Dataset entries:
-------------------------

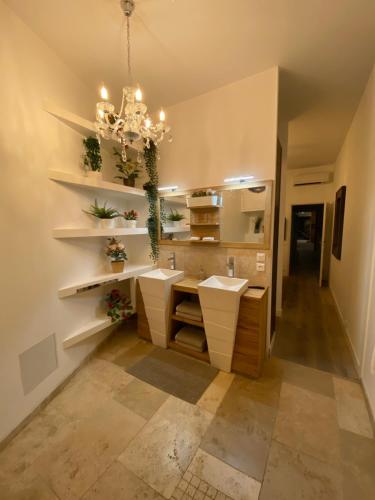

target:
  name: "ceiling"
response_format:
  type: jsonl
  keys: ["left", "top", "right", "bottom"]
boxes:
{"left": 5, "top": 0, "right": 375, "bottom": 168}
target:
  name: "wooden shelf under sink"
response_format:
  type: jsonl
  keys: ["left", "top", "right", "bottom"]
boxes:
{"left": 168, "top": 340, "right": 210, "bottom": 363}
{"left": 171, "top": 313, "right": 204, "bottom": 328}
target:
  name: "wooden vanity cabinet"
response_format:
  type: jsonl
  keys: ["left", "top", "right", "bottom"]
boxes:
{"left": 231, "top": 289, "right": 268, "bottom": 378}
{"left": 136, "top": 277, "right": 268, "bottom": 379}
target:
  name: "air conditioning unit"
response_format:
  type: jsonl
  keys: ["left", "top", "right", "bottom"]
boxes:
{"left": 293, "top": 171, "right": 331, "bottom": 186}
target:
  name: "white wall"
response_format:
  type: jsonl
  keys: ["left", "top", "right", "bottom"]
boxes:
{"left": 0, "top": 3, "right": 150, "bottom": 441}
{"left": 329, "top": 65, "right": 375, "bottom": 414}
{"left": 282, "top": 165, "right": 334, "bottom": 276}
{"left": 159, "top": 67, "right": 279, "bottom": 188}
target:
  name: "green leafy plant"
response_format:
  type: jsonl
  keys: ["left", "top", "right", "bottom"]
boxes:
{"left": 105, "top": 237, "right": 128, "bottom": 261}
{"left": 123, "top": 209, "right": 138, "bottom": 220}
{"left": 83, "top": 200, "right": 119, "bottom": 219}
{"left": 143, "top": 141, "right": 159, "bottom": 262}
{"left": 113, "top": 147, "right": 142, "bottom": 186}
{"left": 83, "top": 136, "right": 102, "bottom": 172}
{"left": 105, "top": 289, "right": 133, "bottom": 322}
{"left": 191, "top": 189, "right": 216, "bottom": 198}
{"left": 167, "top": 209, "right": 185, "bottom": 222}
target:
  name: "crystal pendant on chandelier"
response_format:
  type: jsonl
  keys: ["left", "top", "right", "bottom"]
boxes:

-------------------------

PROBLEM DETAILS:
Filter the data above by the word "wooden" and copy every line that matches.

ANSWER TO THIS PROBLEM:
  name: "wooden shelf under sink"
  name: "wooden vanity cabinet"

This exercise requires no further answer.